--- EXERCISE BRIEF ---
Return exactly the lines from the "Tag the horizon" line through the last line of the entries below. Include no pictures.

--- TASK MATERIAL ---
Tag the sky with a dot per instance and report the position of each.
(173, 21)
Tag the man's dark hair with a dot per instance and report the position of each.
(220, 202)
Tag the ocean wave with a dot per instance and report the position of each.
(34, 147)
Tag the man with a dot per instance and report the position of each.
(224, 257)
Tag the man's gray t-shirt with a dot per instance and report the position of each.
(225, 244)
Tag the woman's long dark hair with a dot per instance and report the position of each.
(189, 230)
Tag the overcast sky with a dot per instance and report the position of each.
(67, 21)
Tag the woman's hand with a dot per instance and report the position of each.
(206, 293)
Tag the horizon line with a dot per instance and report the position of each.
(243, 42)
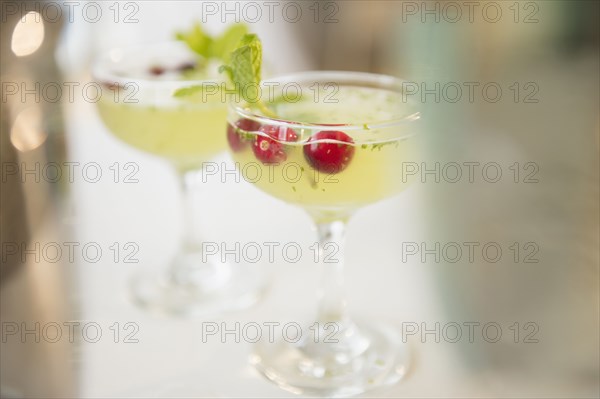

--- RESPONSE FOR THIS EXERCISE ---
Tag the horizon line with a dot per instance and report the position of each.
(243, 42)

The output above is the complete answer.